Write out all of these rows again, changing every "Target" to "Object" and keeping everything else the same.

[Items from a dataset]
◇ ◇ ◇ ◇

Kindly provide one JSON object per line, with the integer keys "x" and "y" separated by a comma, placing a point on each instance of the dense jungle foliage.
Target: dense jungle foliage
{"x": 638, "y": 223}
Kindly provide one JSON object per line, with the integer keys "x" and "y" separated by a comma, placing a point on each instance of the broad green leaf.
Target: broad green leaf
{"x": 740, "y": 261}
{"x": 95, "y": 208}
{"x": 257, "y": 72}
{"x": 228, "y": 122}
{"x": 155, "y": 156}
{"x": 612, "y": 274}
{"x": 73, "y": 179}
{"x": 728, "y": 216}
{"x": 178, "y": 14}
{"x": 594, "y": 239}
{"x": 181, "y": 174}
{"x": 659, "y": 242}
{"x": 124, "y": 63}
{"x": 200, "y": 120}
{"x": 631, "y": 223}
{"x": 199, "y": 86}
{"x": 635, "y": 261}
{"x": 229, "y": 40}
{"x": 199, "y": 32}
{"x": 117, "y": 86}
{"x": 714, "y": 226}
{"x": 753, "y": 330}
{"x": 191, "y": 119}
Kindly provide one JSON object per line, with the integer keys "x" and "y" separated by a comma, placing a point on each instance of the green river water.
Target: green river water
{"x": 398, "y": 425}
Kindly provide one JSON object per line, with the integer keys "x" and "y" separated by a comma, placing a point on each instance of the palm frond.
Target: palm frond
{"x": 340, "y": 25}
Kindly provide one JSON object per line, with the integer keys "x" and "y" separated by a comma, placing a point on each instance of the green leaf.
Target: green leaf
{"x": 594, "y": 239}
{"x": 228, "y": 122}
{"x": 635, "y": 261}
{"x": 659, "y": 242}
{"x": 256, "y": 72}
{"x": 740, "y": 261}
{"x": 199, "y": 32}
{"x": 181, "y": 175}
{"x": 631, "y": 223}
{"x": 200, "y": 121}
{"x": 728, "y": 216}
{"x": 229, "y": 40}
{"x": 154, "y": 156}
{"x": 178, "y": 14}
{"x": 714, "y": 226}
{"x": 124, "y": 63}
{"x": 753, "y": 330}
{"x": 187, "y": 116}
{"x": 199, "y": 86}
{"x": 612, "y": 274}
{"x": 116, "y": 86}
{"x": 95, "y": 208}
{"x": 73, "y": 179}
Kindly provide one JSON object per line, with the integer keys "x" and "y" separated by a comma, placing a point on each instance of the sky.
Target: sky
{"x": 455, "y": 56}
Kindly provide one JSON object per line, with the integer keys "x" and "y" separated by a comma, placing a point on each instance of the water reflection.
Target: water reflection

◇ ◇ ◇ ◇

-- The reply --
Kindly provide one JSON object per line, with the integer keys "x" and "y" separated by a comma, placing a point on each instance of the dense jungle foliage.
Object: dense jungle foliage
{"x": 638, "y": 223}
Kindly provide one JSON object per line, with the integer keys "x" and "y" separated by a comma, placing a point on each instance of the broad green leaf.
Object: broad green leaf
{"x": 740, "y": 261}
{"x": 95, "y": 208}
{"x": 257, "y": 72}
{"x": 228, "y": 122}
{"x": 155, "y": 156}
{"x": 612, "y": 274}
{"x": 73, "y": 179}
{"x": 728, "y": 216}
{"x": 178, "y": 14}
{"x": 594, "y": 239}
{"x": 181, "y": 174}
{"x": 659, "y": 242}
{"x": 124, "y": 63}
{"x": 200, "y": 120}
{"x": 631, "y": 223}
{"x": 199, "y": 86}
{"x": 635, "y": 261}
{"x": 229, "y": 40}
{"x": 199, "y": 32}
{"x": 117, "y": 86}
{"x": 714, "y": 226}
{"x": 753, "y": 330}
{"x": 191, "y": 119}
Kindly provide one JSON object per line, with the integer keys "x" and "y" separated by a comma, placing a point on each instance of the green river water.
Object: green river water
{"x": 398, "y": 425}
Kindly provide one JSON object per line, with the integer keys "x" and "y" separated by a comma, placing a point on each instance of the palm frond.
Object: palm frond
{"x": 340, "y": 25}
Kindly provide one JSON object per line, with the integer keys "x" and "y" separated by a comma, placing a point on each instance of the green leaf.
Object: green leaf
{"x": 594, "y": 239}
{"x": 228, "y": 122}
{"x": 635, "y": 261}
{"x": 659, "y": 242}
{"x": 256, "y": 72}
{"x": 740, "y": 261}
{"x": 199, "y": 32}
{"x": 181, "y": 175}
{"x": 631, "y": 223}
{"x": 200, "y": 121}
{"x": 728, "y": 216}
{"x": 229, "y": 40}
{"x": 154, "y": 156}
{"x": 178, "y": 14}
{"x": 714, "y": 226}
{"x": 124, "y": 63}
{"x": 753, "y": 330}
{"x": 187, "y": 116}
{"x": 199, "y": 86}
{"x": 612, "y": 274}
{"x": 116, "y": 86}
{"x": 95, "y": 208}
{"x": 73, "y": 179}
Kindly provide one JSON object per line, with the integer keys "x" and "y" separated by a comma, placing a point on each instance of the sky.
Object: sky
{"x": 455, "y": 56}
Kindly provide one JSON object per line, with the integer keys "x" and "y" separated by a comma, placing a point on each instance of the water reflection.
Object: water reflection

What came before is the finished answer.